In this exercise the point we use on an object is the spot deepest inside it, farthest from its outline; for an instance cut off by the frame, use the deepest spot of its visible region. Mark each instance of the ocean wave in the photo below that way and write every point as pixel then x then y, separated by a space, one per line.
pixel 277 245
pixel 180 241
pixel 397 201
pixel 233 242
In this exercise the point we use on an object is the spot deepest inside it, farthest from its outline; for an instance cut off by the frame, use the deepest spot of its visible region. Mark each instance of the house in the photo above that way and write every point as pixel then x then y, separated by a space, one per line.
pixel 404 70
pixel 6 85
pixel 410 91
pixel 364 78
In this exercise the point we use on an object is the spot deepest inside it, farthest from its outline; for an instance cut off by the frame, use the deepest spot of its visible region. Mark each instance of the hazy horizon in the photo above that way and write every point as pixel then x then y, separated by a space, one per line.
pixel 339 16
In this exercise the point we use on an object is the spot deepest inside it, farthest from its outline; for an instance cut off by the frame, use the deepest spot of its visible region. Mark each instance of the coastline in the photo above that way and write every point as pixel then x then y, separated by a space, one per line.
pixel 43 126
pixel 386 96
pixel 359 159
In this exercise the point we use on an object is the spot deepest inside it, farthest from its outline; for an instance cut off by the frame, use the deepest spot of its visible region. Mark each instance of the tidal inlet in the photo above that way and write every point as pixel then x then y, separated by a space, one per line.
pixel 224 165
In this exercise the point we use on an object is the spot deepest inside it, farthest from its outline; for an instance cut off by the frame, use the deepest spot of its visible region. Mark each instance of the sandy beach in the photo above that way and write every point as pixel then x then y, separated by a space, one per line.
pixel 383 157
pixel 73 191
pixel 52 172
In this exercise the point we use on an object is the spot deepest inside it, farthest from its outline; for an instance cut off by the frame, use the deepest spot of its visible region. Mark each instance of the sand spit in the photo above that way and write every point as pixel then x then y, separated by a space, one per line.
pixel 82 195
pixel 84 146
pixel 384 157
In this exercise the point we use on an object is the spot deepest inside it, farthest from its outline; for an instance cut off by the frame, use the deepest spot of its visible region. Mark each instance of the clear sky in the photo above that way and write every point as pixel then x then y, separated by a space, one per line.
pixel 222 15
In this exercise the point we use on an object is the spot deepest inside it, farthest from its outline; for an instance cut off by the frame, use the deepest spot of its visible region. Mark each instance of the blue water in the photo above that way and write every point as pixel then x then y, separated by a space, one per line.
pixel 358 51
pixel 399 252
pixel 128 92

◆ ◆ ◆ ◆

STATED GOAL: Without leaving anything out, quote all the data.

RESPONSE BELOW:
In this exercise the point we use on an object is the spot deepest inside it, farthest from its outline; for an instance cut off by the frame, use the deepest spot of its visible region. Mark each instance of the ocean wave in the photo below that way and write every point as pixel then x then y, separated by a space, one per line.
pixel 277 245
pixel 180 241
pixel 397 201
pixel 233 242
In this exercise the point we use on an object is the spot deepest inside it, farthest from its outline; for an instance cut off by the frame, use the deepest spot of its visible region. Mark each instance of the house in the photo above that way and write every point as pixel then x then y, separated by a space, one per line.
pixel 404 70
pixel 6 85
pixel 410 91
pixel 364 78
In this exercise the point we use on an object is the spot deepest inside it, farthest from its outline; for an instance cut off by the frame, use the deepest spot of its visible region. Mark each instance of the hazy horizon in the photo above that way and write every point as pixel then x then y, separated by a space, one per line.
pixel 339 16
In this exercise the point we use on an object is the spot deepest inside it, farthest from its outline; for an instance cut off by the frame, use the deepest spot of its visible region. Mark each instance of the coastline in the photo above that way and write every point as pixel then x then y, separated by a space, one per line.
pixel 43 126
pixel 386 96
pixel 359 159
In this exercise the point we use on an object is the spot deepest inside it, farthest from its outline; for an instance cut off by the frame, use the deepest spot of its visible region. Mark each instance of the tidal inlet in the photo above that way and write every point as pixel then x then y, separated by a space, one per line.
pixel 224 165
In this exercise the point we use on an object is the spot deepest inside it, farthest from its outline; for an instance cut off by the frame, use the deepest spot of its visible region. Mark each instance of the sandy beach in the photo above that way and write every point as pixel then x then y, separated by a space, one per line.
pixel 383 157
pixel 73 191
pixel 52 172
In this exercise the point we use on an object is the spot deepest inside it, farthest from its outline; for an instance cut off by the frame, use the deepest spot of its visible region. Mark each instance of the sand spit in the photo above that way and write every point as pixel then x then y, separated by a space, one per line.
pixel 82 195
pixel 84 146
pixel 384 157
In this exercise the point we use on an object is the spot deepest inside it, farthest from its outline; for an instance cut off by the frame, use the deepest spot of its visible region. Mark each instance of the clear sky in the photo above that way and write every point as pixel then x then y, separated by a space, one per line.
pixel 222 15
In this exercise the point we use on an object is the spot deepest inside it, farthest from its outline; for an instance cut off by the frame, use the deepest spot of its visible region. Mark each instance of the blue water in the photo above that way and write every point as pixel then x then y, separated by a space, one per line.
pixel 358 51
pixel 399 252
pixel 128 92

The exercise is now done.